━━━━━ RECORDS TO PROCESS ━━━━━

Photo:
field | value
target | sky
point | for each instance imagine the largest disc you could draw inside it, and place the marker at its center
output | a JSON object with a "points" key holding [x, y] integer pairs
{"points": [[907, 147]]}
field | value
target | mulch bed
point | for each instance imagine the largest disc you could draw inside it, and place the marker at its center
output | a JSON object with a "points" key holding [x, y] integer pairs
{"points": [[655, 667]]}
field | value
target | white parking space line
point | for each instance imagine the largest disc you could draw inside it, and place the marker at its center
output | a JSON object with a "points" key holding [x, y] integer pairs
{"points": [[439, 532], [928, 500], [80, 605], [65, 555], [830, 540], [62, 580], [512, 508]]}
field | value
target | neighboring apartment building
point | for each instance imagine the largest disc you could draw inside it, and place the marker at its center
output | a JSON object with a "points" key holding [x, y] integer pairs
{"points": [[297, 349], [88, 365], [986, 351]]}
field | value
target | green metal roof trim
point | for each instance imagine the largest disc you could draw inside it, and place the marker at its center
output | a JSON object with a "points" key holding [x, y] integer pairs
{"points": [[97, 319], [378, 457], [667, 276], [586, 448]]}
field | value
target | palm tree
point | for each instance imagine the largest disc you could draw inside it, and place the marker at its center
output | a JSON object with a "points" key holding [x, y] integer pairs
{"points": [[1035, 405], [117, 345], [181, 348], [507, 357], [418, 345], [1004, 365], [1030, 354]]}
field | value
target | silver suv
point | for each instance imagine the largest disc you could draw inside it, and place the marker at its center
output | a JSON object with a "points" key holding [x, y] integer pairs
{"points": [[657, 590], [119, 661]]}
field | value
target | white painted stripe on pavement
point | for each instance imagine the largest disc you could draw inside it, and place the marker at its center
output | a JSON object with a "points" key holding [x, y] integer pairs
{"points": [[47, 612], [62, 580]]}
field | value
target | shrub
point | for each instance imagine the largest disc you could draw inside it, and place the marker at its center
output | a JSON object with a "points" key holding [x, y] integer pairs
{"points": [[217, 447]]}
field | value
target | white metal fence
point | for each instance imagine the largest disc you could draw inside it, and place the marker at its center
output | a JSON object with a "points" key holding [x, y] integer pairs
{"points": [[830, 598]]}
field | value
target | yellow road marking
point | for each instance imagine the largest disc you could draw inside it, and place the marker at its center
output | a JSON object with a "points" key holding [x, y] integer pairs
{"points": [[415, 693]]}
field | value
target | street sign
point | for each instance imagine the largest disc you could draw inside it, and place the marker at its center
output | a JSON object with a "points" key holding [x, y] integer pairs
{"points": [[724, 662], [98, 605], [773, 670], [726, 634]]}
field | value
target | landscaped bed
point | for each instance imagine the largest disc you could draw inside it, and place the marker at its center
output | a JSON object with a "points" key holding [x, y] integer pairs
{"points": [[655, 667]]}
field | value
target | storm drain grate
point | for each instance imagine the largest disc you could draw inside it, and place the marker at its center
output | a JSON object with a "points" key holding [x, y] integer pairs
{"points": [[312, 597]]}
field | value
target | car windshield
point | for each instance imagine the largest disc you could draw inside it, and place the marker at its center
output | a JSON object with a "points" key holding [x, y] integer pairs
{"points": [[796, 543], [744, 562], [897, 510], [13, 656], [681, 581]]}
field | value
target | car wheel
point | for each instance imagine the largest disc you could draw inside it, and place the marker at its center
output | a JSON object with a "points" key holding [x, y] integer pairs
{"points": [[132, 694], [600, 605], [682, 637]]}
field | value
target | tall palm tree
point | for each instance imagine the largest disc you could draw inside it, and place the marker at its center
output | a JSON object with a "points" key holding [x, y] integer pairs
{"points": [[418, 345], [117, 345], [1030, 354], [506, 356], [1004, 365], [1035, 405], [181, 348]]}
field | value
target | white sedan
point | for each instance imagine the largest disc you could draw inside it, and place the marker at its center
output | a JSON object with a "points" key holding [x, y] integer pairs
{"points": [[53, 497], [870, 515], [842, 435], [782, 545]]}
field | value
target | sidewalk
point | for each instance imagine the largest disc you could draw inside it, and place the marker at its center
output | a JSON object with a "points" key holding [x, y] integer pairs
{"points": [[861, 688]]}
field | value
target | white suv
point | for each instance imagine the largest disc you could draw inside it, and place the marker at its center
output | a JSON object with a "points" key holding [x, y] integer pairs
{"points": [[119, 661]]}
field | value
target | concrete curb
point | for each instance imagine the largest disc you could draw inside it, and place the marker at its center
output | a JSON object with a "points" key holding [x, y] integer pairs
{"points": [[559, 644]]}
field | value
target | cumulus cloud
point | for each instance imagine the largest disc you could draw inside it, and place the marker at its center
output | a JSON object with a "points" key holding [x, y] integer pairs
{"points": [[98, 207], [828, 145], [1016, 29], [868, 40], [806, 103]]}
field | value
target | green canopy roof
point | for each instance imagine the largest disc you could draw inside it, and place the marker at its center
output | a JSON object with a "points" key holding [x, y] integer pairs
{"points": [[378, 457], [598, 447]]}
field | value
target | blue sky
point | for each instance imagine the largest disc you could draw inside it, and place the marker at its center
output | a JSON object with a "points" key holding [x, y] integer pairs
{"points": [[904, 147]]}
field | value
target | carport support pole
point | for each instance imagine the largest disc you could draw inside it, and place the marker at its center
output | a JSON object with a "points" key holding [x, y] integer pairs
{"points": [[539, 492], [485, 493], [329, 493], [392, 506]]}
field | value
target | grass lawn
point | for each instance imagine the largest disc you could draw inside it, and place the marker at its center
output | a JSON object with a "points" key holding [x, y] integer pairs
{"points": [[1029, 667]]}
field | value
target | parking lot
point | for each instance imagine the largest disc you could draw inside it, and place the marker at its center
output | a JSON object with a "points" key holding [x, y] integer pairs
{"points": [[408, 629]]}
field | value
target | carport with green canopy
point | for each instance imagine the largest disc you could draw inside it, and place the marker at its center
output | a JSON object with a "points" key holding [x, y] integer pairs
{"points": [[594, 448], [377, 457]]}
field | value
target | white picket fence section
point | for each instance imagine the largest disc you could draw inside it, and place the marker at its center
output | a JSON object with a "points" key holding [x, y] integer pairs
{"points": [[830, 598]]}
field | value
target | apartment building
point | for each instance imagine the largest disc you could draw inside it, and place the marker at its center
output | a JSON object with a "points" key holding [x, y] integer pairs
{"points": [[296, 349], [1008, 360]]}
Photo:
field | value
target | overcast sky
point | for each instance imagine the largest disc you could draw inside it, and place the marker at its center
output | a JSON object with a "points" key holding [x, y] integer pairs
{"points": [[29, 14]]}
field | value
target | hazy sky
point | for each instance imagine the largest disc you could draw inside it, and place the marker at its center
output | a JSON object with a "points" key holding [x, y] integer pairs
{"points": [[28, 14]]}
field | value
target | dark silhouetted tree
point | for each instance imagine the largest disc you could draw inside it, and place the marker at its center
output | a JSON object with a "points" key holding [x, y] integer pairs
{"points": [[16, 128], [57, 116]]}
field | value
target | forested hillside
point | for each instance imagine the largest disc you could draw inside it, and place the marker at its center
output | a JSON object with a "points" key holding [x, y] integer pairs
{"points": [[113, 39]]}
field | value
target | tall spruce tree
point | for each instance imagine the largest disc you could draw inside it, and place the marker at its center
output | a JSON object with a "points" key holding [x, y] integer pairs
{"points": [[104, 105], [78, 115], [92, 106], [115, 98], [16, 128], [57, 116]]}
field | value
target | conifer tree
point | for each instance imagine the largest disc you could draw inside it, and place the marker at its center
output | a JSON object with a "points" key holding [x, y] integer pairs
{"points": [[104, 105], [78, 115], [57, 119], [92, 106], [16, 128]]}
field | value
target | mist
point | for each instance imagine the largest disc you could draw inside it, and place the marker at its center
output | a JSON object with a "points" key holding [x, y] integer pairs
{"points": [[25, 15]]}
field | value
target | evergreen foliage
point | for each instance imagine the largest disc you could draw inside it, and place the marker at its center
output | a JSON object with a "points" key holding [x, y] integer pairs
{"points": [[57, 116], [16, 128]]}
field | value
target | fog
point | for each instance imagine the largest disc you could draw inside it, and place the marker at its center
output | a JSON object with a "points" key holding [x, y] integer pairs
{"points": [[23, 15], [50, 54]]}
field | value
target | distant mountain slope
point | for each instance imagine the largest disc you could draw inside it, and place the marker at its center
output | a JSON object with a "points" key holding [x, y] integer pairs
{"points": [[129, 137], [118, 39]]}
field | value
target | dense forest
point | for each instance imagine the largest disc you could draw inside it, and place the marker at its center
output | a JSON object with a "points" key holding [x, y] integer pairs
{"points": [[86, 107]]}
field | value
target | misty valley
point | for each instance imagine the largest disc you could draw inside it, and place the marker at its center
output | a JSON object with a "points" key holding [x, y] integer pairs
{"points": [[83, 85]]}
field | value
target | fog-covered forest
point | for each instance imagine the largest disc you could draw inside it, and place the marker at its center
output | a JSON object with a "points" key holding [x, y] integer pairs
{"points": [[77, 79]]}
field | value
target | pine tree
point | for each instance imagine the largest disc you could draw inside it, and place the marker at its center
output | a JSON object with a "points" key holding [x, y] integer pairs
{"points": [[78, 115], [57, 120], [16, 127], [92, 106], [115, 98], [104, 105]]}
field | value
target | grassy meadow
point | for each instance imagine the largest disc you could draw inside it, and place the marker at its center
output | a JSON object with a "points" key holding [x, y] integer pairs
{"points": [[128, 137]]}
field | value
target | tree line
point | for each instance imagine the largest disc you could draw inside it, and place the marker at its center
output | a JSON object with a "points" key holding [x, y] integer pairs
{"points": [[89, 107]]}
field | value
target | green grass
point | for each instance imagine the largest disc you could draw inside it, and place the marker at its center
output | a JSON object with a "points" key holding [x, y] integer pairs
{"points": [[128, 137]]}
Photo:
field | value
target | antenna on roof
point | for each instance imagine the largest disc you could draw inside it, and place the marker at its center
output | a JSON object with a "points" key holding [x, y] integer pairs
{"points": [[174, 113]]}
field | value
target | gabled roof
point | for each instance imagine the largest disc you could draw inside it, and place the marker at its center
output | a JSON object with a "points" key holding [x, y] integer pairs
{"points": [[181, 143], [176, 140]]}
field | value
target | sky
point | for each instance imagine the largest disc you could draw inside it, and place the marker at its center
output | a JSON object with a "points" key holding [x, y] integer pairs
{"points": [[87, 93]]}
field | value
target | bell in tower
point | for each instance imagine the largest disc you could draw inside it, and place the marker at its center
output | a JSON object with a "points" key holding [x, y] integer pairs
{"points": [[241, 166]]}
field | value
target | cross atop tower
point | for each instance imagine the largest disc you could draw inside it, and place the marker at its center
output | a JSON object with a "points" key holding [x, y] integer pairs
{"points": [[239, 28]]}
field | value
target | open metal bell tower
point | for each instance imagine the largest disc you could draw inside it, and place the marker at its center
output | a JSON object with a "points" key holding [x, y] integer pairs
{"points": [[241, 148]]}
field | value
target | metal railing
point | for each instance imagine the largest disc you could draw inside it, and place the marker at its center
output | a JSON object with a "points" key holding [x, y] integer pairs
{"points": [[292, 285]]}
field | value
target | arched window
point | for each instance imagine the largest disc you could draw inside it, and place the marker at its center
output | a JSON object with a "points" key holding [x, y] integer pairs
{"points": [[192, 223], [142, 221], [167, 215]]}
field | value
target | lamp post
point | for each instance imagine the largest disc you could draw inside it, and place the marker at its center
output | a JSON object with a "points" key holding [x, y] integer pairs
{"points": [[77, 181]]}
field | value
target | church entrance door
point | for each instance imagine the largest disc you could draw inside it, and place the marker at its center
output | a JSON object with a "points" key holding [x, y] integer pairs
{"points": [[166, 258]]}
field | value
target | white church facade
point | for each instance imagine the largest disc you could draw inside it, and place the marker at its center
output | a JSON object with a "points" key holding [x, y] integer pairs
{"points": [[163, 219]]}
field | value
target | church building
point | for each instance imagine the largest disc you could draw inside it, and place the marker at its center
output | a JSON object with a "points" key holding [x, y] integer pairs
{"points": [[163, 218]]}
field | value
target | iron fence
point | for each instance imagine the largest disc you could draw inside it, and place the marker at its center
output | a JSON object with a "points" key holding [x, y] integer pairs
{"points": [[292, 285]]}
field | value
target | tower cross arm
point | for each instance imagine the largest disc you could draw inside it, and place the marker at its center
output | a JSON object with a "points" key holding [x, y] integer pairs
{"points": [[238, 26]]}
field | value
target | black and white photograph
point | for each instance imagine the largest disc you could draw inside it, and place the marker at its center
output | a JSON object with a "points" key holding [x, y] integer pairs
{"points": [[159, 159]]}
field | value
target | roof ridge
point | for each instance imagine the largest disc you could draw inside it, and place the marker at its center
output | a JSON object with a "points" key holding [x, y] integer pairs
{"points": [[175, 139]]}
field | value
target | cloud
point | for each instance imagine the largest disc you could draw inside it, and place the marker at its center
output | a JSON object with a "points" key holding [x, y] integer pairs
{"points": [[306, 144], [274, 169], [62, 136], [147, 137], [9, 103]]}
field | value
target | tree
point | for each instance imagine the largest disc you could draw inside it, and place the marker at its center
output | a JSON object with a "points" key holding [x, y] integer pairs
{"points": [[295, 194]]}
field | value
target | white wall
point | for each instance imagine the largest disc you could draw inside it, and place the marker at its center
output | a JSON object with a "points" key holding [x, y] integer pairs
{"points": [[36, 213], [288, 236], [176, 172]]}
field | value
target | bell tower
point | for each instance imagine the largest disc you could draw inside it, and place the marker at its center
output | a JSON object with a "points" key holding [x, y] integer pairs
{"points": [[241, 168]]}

━━━━━

THE TASK> Exactly the lines from the start of the entries through the one bearing "target | white parking space line" are to be output, with both ends included.

EXERCISE SOLUTION>
Photo:
field | value
target | sky
point | for each instance imagine the largest disc you could draw inside it, and place the marker at its center
output | a JSON object with a "points" key holding [x, y] integer pairs
{"points": [[907, 147]]}
field | value
target | mulch bed
point | for each instance imagine the largest disc you could draw inside it, and place the marker at its center
output | a JSON object with a "points" key holding [x, y] integer pairs
{"points": [[655, 667]]}
field | value
target | white parking space line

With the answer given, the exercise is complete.